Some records
* Begin *

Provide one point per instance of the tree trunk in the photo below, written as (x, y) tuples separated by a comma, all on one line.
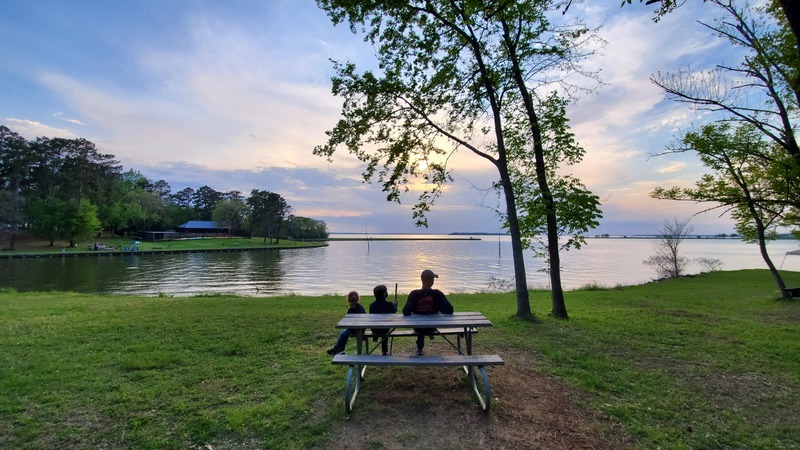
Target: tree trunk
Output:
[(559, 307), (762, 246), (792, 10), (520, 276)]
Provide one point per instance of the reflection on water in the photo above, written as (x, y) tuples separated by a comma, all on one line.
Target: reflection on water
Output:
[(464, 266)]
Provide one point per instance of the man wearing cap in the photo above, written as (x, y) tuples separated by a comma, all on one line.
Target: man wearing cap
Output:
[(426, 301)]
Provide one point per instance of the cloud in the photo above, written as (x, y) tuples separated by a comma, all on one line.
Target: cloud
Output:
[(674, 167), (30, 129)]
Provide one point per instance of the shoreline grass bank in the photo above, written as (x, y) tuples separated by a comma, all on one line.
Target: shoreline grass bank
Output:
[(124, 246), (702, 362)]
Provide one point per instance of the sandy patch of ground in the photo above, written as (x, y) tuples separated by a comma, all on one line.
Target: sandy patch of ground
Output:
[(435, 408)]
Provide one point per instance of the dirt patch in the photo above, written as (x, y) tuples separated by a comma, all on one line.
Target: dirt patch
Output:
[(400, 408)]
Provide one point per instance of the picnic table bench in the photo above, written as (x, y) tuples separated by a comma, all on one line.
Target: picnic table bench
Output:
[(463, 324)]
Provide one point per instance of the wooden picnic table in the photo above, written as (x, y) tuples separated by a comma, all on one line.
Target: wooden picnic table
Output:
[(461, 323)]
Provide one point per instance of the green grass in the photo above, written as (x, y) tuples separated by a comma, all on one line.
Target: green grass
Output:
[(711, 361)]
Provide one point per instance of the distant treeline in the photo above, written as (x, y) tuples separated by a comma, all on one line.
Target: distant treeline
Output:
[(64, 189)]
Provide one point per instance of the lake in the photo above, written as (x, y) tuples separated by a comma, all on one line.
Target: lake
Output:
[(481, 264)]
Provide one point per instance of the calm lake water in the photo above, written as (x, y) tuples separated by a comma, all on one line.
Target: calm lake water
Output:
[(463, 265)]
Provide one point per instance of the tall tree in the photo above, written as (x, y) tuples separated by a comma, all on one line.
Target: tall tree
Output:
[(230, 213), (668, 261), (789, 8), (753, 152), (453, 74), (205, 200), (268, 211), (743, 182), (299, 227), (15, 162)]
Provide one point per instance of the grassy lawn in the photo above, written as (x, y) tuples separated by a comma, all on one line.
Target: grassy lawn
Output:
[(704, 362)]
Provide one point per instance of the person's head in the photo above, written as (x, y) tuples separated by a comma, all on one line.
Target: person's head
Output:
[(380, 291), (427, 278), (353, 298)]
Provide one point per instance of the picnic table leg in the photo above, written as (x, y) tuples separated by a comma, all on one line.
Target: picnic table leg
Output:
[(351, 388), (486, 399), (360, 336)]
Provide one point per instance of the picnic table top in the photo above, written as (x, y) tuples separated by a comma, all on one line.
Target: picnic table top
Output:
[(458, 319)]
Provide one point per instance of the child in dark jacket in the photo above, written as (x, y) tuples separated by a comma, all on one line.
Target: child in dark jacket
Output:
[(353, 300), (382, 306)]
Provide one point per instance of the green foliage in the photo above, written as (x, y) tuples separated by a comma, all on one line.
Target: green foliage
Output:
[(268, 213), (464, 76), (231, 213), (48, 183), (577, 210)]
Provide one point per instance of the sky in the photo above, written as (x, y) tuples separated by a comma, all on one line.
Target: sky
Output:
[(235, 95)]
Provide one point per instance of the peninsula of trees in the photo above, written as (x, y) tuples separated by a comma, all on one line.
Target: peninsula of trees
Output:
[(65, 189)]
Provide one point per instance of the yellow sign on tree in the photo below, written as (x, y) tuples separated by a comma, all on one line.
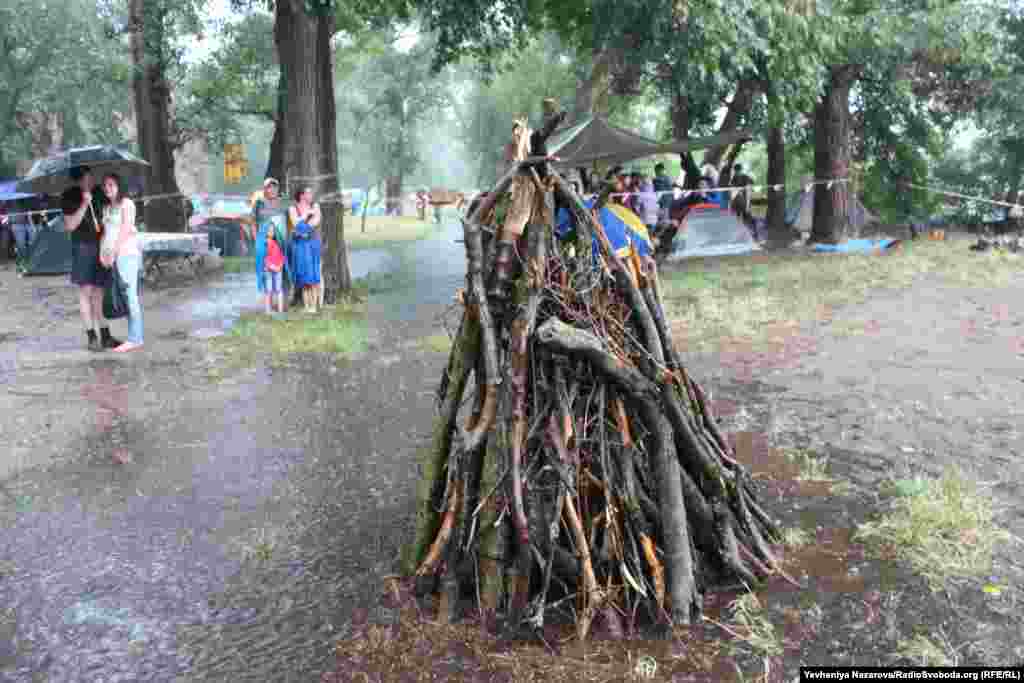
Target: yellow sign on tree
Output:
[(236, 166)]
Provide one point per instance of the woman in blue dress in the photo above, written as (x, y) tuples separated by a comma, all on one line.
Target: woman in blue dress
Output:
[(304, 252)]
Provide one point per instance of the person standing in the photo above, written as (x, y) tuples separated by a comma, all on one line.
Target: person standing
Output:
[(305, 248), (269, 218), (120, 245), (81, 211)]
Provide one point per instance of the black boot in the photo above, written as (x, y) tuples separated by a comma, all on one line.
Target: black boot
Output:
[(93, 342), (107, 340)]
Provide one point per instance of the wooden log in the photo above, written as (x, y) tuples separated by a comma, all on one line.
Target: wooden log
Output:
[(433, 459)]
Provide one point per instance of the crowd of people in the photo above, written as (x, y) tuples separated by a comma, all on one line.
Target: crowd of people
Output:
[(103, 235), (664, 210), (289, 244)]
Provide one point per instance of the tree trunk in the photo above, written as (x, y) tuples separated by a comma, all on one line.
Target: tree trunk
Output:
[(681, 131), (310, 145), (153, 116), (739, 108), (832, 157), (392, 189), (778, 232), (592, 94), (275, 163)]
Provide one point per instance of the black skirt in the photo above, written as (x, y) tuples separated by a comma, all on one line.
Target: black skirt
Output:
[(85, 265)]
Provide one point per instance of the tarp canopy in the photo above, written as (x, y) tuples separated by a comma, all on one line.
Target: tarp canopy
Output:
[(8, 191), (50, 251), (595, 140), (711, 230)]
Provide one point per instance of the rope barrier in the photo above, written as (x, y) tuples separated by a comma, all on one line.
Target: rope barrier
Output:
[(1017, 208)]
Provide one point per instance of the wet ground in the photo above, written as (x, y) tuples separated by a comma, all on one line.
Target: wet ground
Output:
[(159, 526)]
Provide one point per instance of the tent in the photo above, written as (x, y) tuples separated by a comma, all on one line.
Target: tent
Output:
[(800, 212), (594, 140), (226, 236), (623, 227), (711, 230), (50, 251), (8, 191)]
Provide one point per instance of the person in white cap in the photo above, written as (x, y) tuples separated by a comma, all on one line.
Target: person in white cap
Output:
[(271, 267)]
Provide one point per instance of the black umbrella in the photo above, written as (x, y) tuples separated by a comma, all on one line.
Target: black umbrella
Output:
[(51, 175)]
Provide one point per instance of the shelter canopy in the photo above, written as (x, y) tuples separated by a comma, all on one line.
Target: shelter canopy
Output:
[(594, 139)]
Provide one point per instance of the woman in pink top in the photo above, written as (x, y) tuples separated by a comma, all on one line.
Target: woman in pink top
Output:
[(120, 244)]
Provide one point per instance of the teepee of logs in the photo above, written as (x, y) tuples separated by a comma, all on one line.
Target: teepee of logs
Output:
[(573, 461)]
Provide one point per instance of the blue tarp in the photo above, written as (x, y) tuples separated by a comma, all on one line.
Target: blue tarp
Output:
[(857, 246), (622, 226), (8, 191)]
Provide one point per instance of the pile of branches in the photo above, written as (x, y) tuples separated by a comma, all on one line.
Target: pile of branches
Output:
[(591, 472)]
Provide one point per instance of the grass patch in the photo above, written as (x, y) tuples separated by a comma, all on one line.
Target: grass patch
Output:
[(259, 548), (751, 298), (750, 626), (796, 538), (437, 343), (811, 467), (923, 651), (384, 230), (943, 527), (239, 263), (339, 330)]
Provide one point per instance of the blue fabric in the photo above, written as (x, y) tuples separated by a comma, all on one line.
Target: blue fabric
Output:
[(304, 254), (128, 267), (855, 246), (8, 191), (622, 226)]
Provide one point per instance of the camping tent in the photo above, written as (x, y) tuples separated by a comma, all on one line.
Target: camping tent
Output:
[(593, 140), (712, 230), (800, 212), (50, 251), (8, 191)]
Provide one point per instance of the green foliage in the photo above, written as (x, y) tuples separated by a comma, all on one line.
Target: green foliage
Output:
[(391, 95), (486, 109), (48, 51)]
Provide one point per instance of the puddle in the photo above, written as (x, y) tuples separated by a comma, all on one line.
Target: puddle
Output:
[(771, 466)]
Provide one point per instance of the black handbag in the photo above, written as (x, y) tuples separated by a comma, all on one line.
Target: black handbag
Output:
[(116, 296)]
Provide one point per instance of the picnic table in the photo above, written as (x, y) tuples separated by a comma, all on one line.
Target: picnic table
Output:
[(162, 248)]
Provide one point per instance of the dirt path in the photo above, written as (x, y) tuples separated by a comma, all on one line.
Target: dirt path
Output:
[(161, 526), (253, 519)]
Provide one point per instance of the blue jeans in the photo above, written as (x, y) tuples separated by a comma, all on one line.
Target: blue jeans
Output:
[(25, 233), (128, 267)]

* End *
* Begin *

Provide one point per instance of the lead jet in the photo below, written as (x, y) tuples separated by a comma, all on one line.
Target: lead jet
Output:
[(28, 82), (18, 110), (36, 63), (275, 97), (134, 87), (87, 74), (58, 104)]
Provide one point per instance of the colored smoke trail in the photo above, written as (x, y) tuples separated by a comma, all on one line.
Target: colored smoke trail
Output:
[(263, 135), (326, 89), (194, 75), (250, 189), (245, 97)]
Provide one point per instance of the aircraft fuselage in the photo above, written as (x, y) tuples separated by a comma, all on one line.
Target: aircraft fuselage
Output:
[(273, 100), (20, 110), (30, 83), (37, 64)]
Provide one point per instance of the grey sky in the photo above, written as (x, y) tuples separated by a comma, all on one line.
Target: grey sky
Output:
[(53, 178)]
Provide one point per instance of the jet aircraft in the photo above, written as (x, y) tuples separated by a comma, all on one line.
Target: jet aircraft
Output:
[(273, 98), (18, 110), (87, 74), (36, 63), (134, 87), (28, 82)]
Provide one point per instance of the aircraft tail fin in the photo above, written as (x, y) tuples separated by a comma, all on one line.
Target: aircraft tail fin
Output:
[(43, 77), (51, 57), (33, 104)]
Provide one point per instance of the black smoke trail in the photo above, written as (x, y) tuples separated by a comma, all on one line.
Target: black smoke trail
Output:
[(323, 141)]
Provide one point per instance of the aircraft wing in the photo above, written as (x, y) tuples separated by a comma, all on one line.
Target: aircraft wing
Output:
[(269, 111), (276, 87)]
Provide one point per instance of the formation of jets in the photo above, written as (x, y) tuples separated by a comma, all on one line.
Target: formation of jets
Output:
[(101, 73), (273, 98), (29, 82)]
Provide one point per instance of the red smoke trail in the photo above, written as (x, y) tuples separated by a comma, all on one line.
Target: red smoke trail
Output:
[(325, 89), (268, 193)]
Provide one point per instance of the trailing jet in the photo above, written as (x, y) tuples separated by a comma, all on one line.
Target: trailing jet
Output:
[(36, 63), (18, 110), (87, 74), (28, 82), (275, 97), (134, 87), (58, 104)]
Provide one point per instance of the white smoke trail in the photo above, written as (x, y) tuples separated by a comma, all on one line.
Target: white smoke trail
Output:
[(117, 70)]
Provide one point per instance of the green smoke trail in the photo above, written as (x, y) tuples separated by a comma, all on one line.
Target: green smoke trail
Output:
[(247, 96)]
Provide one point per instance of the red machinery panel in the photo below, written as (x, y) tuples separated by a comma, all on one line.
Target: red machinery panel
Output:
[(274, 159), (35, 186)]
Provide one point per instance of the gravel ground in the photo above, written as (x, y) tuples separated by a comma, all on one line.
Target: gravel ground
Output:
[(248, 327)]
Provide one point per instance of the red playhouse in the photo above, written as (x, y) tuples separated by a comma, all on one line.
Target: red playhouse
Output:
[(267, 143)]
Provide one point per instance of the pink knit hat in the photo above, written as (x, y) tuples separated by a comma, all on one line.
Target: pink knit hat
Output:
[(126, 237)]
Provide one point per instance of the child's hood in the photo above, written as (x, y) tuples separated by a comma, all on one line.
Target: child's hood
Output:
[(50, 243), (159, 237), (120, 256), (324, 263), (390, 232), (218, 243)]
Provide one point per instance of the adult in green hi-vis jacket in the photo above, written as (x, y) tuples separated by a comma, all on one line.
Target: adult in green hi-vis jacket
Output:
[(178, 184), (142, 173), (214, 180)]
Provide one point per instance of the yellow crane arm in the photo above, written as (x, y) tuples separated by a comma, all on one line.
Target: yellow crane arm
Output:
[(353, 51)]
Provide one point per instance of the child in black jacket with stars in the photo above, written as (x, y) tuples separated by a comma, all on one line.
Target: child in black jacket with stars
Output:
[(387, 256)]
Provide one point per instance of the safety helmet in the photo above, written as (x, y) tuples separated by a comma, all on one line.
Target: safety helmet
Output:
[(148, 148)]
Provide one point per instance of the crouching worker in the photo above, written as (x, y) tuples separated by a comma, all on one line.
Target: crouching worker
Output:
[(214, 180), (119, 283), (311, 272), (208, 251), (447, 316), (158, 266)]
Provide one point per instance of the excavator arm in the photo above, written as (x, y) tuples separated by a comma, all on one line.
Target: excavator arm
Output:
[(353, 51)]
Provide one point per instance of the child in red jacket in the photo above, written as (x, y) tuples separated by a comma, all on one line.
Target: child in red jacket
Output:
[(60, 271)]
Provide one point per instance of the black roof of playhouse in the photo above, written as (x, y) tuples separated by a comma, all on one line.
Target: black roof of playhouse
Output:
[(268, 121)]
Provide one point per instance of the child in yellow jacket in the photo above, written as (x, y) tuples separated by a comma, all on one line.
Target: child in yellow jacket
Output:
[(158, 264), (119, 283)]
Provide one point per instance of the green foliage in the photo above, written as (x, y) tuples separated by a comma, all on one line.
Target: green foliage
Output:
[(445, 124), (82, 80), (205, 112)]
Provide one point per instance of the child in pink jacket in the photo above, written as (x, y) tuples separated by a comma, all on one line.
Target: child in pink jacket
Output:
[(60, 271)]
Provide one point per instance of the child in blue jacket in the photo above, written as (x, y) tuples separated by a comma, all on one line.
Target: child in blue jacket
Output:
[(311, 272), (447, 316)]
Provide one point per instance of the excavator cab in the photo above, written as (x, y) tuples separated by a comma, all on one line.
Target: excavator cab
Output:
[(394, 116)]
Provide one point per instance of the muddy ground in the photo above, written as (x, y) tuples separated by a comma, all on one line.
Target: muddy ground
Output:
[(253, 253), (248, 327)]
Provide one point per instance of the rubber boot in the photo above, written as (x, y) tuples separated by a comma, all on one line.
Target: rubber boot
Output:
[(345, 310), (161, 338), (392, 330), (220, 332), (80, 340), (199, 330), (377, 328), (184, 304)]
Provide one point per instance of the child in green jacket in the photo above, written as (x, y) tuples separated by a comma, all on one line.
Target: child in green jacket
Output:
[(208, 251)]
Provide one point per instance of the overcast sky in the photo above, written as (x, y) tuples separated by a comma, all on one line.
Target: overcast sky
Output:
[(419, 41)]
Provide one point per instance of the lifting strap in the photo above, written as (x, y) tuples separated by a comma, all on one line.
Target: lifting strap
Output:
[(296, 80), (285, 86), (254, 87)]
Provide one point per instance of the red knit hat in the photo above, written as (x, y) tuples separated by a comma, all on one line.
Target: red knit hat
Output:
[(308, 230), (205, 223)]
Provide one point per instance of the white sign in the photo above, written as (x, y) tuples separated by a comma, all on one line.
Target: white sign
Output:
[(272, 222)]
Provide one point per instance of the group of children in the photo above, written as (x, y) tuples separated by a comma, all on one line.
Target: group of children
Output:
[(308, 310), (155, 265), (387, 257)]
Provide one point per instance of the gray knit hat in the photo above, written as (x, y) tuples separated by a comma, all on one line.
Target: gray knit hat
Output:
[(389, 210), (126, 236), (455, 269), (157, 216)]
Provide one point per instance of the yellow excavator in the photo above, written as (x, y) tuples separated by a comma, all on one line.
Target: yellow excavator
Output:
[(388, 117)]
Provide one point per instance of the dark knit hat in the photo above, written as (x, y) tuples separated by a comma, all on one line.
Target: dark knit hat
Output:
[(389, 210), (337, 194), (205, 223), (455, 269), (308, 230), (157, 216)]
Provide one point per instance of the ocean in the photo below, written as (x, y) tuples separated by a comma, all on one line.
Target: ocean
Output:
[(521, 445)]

* End *

> _What the task asks_
Transcribe, without any alteration, the section of the records above that begins with the line containing "Provide one point per instance of the black handbag" and ends with the line containing "[(25, 233), (128, 267)]", both lines included.

> _Worked solution_
Provide one point per instance of the black handbag in the photo above, written as (x, y) tuples separated by a comma, all on one line.
Target: black handbag
Output:
[(116, 296)]
Provide one point per instance of the picnic table in the photo above, written as (x, y) tuples separated by a comma, all on one line.
Target: picnic table
Output:
[(162, 248)]
Provide one point per instance of the dirt path in the photo above, written as (x, y) tuples separated by a comma, all on one line.
Target: dirt path
Output:
[(161, 526), (253, 519)]
Provide one point per instance of the blue jeans in the photo above, written as (x, y) tuples separated by a comma, all on one line.
Target: blue jeans
Output:
[(25, 233), (128, 267)]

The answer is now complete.